## READING TEXT
# Maths Ext 2 Predictions/Thoughts (1 Viewer)

#### vishnay

##### God
far out other than q16 that exam was such a silly mistakes exam

#### ExtremelyBoredUser

##### Bored Uni Student
thx to the dude who provided the copy of the paper. kinda thrown off by this m/c a bit. Ended up picking C in the end just felt like it looks like a regular projectile motion graph.....probs got it wrong tho, anyone got any ideas?View attachment 33774

I just thought abt centripetal force, which would have to be to the centre, and acceleration would have to be in the same direction since its moving in a circular motion.

#### Trebla

How did you guys do 16a?
Cheated a bit with using the 'otherwise' option, but still acceptable lol

#### notme123

##### Well-Known Member
Cheated a bit with using the 'otherwise' option, but still acceptable lol

View attachment 33775
part i you can just do |xi +yj + zk|=1<=|xi|+|yj|+|zk| = |x|+|y|+|z| since you can multiply lengths of the unit vectors i j and k which are 1

#### ohnose

##### New Member
What would a raw mark of 73 or 74 ish scale to roughly?

#### AndyDandy

##### New Member
how much raw for 80 scaled u reckon

##### -insert title here-
How then?
Suppose T(2n) = H(m) for some integer m.

2n(2n+1)/2 = m(2m-1)

2n²+n = 2m²-m

m+n = 2m²-2n² = 2(m-n)(m+n)

Since m and n are positive integers, we can divide.

1 = 2(m-n)

This is impossible, as integers cannot have a difference of ½.

Therefore, the even triangular numbers are never equal to any hexagonal numbers.

#### AndyDandy

##### New Member
What would a raw mark of 73 or 74 ish scale to roughly?
85+
edit: probably close to 90 or low

##### -insert title here-
Here is the region for which Re(z) ≥ Arg(z)

## GIVEN RECORDS
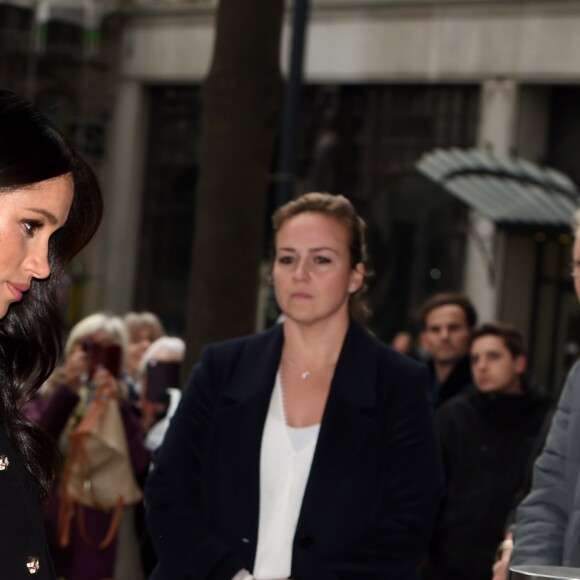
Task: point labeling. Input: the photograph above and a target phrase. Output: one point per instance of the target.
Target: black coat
(21, 525)
(374, 486)
(486, 441)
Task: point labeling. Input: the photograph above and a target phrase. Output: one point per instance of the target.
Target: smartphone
(161, 375)
(105, 355)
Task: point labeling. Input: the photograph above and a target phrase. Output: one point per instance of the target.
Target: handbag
(97, 471)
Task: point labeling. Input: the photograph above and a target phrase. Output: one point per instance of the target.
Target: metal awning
(507, 190)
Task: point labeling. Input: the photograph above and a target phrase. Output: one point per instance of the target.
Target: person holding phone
(307, 451)
(94, 355)
(50, 208)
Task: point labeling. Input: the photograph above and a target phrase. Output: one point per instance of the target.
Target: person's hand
(75, 368)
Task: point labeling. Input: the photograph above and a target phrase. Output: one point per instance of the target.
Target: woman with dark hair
(50, 207)
(306, 451)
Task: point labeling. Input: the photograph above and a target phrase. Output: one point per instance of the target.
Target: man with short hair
(447, 319)
(486, 438)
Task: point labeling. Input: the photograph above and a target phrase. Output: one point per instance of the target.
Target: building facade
(385, 82)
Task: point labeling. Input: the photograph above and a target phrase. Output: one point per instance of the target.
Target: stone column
(498, 112)
(123, 195)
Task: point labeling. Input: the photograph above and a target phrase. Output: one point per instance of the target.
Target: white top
(285, 461)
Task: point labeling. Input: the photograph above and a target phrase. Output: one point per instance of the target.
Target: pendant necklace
(304, 373)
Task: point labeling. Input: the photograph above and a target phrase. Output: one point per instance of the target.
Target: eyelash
(286, 260)
(30, 226)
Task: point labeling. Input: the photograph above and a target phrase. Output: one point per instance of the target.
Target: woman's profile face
(312, 273)
(28, 217)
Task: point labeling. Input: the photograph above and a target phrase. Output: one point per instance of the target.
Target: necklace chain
(305, 373)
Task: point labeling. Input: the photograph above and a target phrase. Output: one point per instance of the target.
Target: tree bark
(241, 106)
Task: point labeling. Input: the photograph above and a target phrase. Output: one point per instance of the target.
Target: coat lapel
(347, 421)
(241, 420)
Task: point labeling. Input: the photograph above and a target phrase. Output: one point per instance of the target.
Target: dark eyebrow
(322, 248)
(50, 217)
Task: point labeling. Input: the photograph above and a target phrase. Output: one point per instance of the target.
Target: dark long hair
(341, 209)
(31, 151)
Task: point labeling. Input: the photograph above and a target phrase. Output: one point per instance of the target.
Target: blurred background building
(386, 83)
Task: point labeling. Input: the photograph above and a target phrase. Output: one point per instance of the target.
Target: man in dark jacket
(447, 319)
(486, 438)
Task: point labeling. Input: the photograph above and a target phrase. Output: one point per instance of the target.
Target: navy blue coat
(374, 487)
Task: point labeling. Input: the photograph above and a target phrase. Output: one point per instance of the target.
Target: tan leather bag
(97, 471)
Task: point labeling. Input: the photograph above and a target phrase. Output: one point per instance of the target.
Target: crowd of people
(310, 451)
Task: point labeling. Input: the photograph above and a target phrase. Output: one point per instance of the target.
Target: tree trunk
(241, 105)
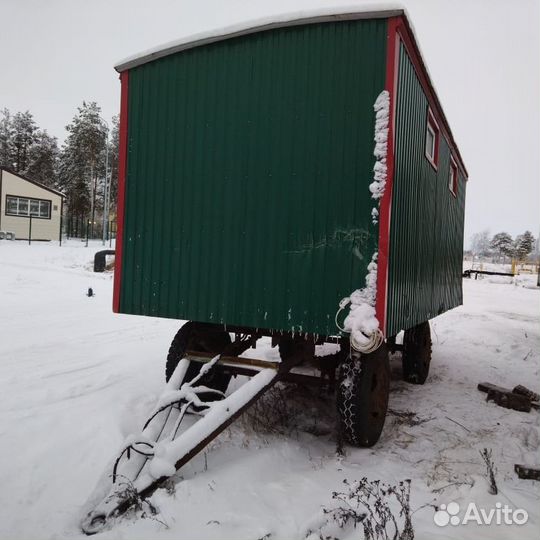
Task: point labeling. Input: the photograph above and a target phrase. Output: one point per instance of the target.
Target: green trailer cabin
(246, 161)
(295, 180)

## WHAT IS ASKED
**A.** Answer these from the Maths Ext 2 forum thread, one answer per line, marked the same way:
(i) Which option did ExtremelyBoredUser end up picking on the multiple-choice question?
(ii) What raw mark did ohnose ask about?
(iii) According to the proof, which numbers are never equal to any hexagonal numbers?
**B.** In the Maths Ext 2 forum thread, rewrite the passage from "#### vishnay" to "a circular motion." with "centripetal force" changed to "central force".
**C.** Continue the Maths Ext 2 forum thread past its last post.

## RESPONSES IN ORDER
**A.**
(i) C
(ii) 73 or 74 ish
(iii) The even triangular numbers

**B.**
#### vishnay

##### God
far out other than q16 that exam was such a silly mistakes exam

#### ExtremelyBoredUser

##### Bored Uni Student
thx to the dude who provided the copy of the paper. kinda thrown off by this m/c a bit. Ended up picking C in the end just felt like it looks like a regular projectile motion graph.....probs got it wrong tho, anyone got any ideas?View attachment 33774

I just thought abt central force, which would have to be to the centre, and acceleration would have to be in the same direction since its moving in a circular motion.

**C.**
#### DrugLord69

##### Member
Nah mate i reckon i'm gonna ace tf out the test

#### AndyDandy

##### New Member
Nah mate i reckon i'm gonna ace tf out the test
u contributed to the god-tier scaling, only thing u aced

##### -insert title here-
Meme Solution for 15. (d).

If the result were true, this would be a non-trivial solution to Fermat's Last Theorem for every integer n>2.

Hence, the result must be false for all n>2.

The result is clearly false for n=2 by manually checking.

QED

#### vishnay

##### God
Meme Solution for 15. (d).

If the result were true, this would be a non-trivial solution to Fermat's Last Theorem for every integer n>2.

Hence, the result must be false for all n>2.

The result is clearly false for n=2 by manually checking.

QED
i did that in the exam

#### CM_Tutor

##### Moderator
Moderator
Meme Solution for 15. (d).

If the result were true, this would be a non-trivial solution to Fermat's Last Theorem for every integer n>2.

Hence, the result must be false for all n>2.

The result is clearly false for n=2 by manually checking.

QED
I posted a version of that in the discussion in the MX2 forum... I wonder how markers will evaluate anything like it?

#### zakoht

##### New Member
also how did you do the triangle and hexagon numbers
did you figure this one out? i also got lost with this lol and ran outta time to look at it properly

#### notme123

##### -insert title here-
I WAS ABOUT TO DO THIS IS THIS THE CORRECT ANSWER??? IF IT IS IM GOING TO BE HANGING FROM THE CHANDELIER
I can't say. I know that for proving the irrationality of the nth root of 2, the proof of fermat's last theorem does in fact require some elementary irrationality results (including this very thing) so it would be circular reasoning. This would need the consultation of an expert in algebraic number theory to resolve.

##### -insert title here-
i think a bit too much is sketched in there
specifying the branches of the function is a pain so i'm leaving that as an exercise to the reader

#### JesusChriiii

##### Member
what you guys reckon a raw of 70-75 will align to?

#### Alistruggles

##### Member
did you figure this one out? i also got lost with this lol and ran outta time to look at it properly
i'm not the person u quoted and idk if this would be accepted but i noted that they want u to prove for every odd number and an odd number can be represented by 2n - 1 so....subbing 2n - 1 into the Triangle equation actually gets u the hexagonal equation, therefore hexagonal number??? seems way too simple lol (lmk if you think this would get any marks)